╭─ SELECTED EXCERPT

Published on 16.05.17
Scientists at CRANN unlock vital information about triggers for neurodegenerative diseases
A team of international researchers led by Prof Martin Hegner, Investigator in CRANN and Trinity’s School of Physics have for the first time observed how proteins fold while being produced in real time. This has significant implications for understanding protein synthesis generally and particularly in neurogenerative diseases such as Alzheimer’s and Parkinson’s. Their findings have been published today in the prestigious journal, Proceedings of the National Academy of Sciences*.
Prof Hegner’s work focuses on individual ribosomes, complex molecules which use genetic information to assemble proteins. There can be several million ribosomes in a typical human cell and they are about 20 nanometres in diameter. The assembly of proteins is crucial for a healthy functioning body and all the proteins in our bodies must fold into complex shapes to do their job. While protein synthesis is of fundamental importance in cellular processes, how they are created is not fully understood. One of the events that occurs during protein synthesis is “folding”, where the chains of amino acids (polypeptides) fold into their final 3-dimensional structures.

╰─
╭─ SOURCE DATA

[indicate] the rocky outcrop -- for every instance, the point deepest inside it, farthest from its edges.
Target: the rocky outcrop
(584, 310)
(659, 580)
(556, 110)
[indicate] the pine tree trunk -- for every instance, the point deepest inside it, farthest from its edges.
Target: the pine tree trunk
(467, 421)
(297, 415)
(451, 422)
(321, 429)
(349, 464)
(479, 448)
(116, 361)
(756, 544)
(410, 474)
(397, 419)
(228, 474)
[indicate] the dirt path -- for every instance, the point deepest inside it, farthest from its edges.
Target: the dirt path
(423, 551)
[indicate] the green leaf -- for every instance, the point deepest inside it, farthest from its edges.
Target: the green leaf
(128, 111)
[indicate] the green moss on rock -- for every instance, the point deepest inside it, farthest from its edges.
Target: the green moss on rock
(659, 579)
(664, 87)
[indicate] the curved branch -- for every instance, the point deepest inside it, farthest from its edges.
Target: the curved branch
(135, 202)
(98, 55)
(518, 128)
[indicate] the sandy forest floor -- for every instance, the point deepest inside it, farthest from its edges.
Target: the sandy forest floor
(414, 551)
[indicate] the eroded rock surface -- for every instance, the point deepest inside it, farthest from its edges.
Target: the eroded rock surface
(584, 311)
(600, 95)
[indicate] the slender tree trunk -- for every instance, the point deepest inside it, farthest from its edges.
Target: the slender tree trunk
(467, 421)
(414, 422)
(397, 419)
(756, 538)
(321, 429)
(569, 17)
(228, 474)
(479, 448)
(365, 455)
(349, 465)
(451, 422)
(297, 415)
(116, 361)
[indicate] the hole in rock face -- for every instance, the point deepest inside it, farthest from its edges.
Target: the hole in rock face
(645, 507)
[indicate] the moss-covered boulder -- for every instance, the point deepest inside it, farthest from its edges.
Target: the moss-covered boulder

╰─

WHAT THIS TASK INVOLVES:
Reproduce in full, word for word, the news item about protein folding research at CRANN that appears above the entries.

EXERCISE ANSWER:
Published on 16.05.17
Scientists at CRANN unlock vital information about triggers for neurodegenerative diseases
A team of international researchers led by Prof Martin Hegner, Investigator in CRANN and Trinity’s School of Physics have for the first time observed how proteins fold while being produced in real time. This has significant implications for understanding protein synthesis generally and particularly in neurogenerative diseases such as Alzheimer’s and Parkinson’s. Their findings have been published today in the prestigious journal, Proceedings of the National Academy of Sciences*.
Prof Hegner’s work focuses on individual ribosomes, complex molecules which use genetic information to assemble proteins. There can be several million ribosomes in a typical human cell and they are about 20 nanometres in diameter. The assembly of proteins is crucial for a healthy functioning body and all the proteins in our bodies must fold into complex shapes to do their job. While protein synthesis is of fundamental importance in cellular processes, how they are created is not fully understood. One of the events that occurs during protein synthesis is “folding”, where the chains of amino acids (polypeptides) fold into their final 3-dimensional structures.